▶ WORK REQUIRED
Answer these questions using the article on beginner investors below:
1. To what level have rates on the 10-year U.S. note risen?
2. What range do many people give for the odds of a recession?
3. Which two TSX stocks does the article present for consideration?

▶ ARTICLE
____
Beginner investors have a tough task on their hands, with the S&P 500 flirting with a bear market for the second time this year. Indeed, rates on the 10-year U.S. note have risen to new multi-year highs at over 3.1%. This does not bode well for the many growth stocks that could to lead the rest of the markets lower. Undoubtedly, value hasn’t been spared either, with most corners of the market being negatively affected by investor anticipation of a severe economic slowdown.
Now, you’re likely to find that the odds of a recession differ among various pundits on Wall Street. Many think the odds we’ll fall into a recession will be anything from 30% to 80%. With some chance of a recession partially baked into markets, a stage could be set for a relief rally if we’re dealt nothing more than a mild slowdown. Indeed, the consumer has shown signs of weakness, but that doesn’t mean we’re headed for a repeat of the events that unfolded back in 2008.
Beginner investors: The case for staying the course Moving ahead, beginner investors should be prepared for the worst but acknowledge that things may not be as ugly as they seem. Indeed, when so many investors have such a grim outlook on everything, it doesn’t take much to deliver a huge sigh of relief.
In this piece, we’ll have a closer look at two TSX stocks that look too cheap to ignore, given the market-wide bloodbath we’ve witnessed in the first half of 2022. While they may have further room to plunge should negative momentum overshoot to the downside, I am a fan of the valuations to be had from a longer-term perspective.
Without further ado, consider shares of banking behemoth Bank of Montreal (TSX:TSX:BMO)(NYSE:BMO) and toymaker Spin Master (TSX:TOY).
Bank of Montreal Bank of Montreal is a great Canadian bank that I touted as my top pick for June 2022.
____
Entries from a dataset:
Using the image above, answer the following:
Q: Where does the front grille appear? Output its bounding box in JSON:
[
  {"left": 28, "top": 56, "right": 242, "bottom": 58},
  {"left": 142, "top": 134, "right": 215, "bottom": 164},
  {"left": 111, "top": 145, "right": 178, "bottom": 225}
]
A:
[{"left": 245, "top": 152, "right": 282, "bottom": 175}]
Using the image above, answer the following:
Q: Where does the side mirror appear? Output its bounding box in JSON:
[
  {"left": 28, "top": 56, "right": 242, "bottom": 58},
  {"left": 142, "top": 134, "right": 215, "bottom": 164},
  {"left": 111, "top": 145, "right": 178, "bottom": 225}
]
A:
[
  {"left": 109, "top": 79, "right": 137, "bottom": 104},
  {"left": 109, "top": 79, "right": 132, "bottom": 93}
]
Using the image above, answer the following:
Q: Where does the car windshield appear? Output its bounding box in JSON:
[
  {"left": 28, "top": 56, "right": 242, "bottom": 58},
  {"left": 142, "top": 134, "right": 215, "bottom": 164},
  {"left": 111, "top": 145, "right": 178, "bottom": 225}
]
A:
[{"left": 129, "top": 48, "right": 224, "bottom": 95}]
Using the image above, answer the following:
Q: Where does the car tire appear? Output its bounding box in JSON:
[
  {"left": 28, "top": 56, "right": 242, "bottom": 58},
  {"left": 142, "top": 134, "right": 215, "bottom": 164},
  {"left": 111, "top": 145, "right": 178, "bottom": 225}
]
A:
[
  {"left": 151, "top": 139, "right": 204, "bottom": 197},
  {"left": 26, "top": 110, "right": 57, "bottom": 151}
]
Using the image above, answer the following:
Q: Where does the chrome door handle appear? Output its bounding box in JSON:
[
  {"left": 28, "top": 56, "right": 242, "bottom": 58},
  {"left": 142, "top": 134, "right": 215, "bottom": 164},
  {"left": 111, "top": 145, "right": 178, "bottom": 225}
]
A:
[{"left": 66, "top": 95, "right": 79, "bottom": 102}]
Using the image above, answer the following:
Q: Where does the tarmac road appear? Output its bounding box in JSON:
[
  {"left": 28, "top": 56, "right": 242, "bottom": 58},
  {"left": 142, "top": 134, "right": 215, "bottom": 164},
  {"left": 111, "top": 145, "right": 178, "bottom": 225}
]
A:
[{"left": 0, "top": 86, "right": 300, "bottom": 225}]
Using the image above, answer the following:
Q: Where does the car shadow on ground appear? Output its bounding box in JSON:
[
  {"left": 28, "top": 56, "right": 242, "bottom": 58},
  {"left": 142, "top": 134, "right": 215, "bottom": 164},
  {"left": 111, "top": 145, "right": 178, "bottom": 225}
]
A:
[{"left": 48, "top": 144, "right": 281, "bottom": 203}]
____
▶ WRITTEN RESPONSE
1. Over 3.1%, a new multi-year high.
2. Anything from 30% to 80%.
3. Bank of Montreal and Spin Master.